> **Work to complete**
Your task is to return the span of lines beginning at the one with "sidewalk? Indicate one point per instance." and ending at the last line of the data, exactly as it stands.

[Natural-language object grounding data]
_ _ _ _
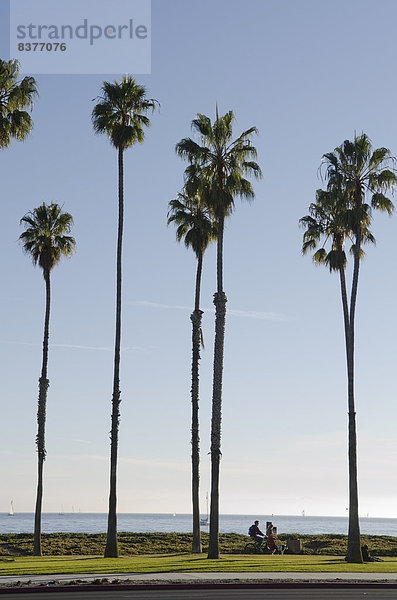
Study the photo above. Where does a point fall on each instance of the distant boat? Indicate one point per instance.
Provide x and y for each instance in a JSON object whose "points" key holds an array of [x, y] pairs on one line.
{"points": [[205, 521]]}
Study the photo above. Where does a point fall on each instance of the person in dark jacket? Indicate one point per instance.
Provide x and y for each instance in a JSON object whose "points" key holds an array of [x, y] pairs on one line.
{"points": [[256, 534]]}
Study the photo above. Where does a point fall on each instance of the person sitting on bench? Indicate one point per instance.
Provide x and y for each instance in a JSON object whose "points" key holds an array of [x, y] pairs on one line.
{"points": [[256, 534], [271, 538]]}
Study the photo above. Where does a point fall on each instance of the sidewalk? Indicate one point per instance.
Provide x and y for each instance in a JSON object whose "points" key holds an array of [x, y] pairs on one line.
_ _ _ _
> **Answer area**
Study the photo above. Where does a point fall on each instance of the sidewalk? Indicate one point per instance.
Provide x and y for each instance in a JSON object whose "points" key holds an array of [x, y] pairs on one line.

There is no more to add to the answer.